### WORK TO DO
a) For each statement, answer yes or no according to the adaptive filtering text, and quote the exact words of the text that decide it. (i) The filter shown in FIG. 2 has a single input and a single output. (ii) The error signal is produced in adder 450. (iii) Plant noise is combined with the output of unknown plant 420 in adder 450.
b) Please rewrite the part of the adaptive filtering text that opens with the words containing "The general concept" and closes with "a feedback loop.", switching each "adaptive model" to "adaptive estimator".

───── TEXT EXCERPT ─────

The general concept of Adaptive Filtering is known in the art. FIG. 2 is a block diagram illustrating the basic concepts of a single input, single output adaptive filter of the Prior Art. Adaptive Filtering is described in detail by Widrow and Stearns. “Adaptive Signal Processing” (1985, Prentice-Hall, Englewood Cliffs, N.J., ISBN 0-13-004029-0) incorporated herein by reference. The adaptive filtering system of FIG. 2 includes an input signal X_k 400 driving both the unknown plant 410 and the adaptive model 430. Output d_k 460 from the unknown plant 420, is fed back and combined in subtractor 440 with the output Y_k of the adaptive model to produce an error signal, which in turn adjusts the adaptive model 430 in a feedback loop.

In many practical cases, the unknown plant to be modeled 420 is noisy, that is, has internal random disturbing, forces. In FIG. 2, this noise is represented by plant noise 410 combined with the output of unknown plant 420 in adder 450. When the adaptive model 430 has enough flexibility to match the dynamic response of the unknown plant, its output will perfectly match that of the unknown plant 420 except for plant noise n_k.

───── DATA EXCERPT ─────

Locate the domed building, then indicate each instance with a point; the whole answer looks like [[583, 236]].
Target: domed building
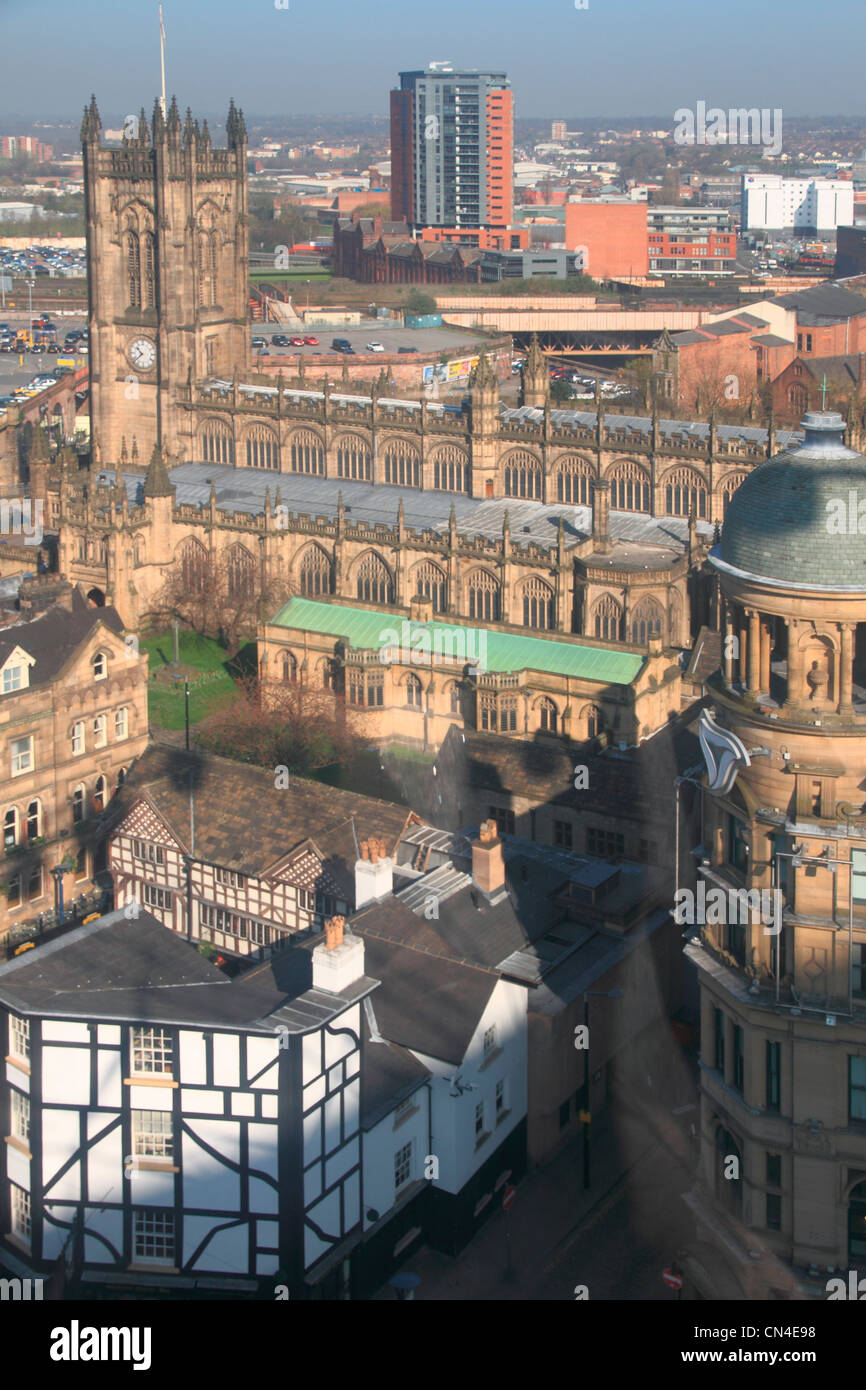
[[780, 901]]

─────

### WRITTEN ANSWERS
a)
(i) Yes: "a single input, single output adaptive filter of the Prior Art."
(ii) No: "combined in subtractor 440 with the output Y_k of the adaptive model to produce an error signal."
(iii) Yes: "plant noise 410 combined with the output of unknown plant 420 in adder 450."

b)
The general concept of Adaptive Filtering is known in the art. FIG. 2 is a block diagram illustrating the basic concepts of a single input, single output adaptive filter of the Prior Art. Adaptive Filtering is described in detail by Widrow and Stearns. “Adaptive Signal Processing” (1985, Prentice-Hall, Englewood Cliffs, N.J., ISBN 0-13-004029-0) incorporated herein by reference. The adaptive filtering system of FIG. 2 includes an input signal X_k 400 driving both the unknown plant 410 and the adaptive estimator 430. Output d_k 460 from the unknown plant 420, is fed back and combined in subtractor 440 with the output Y_k of the adaptive estimator to produce an error signal, which in turn adjusts the adaptive estimator 430 in a feedback loop.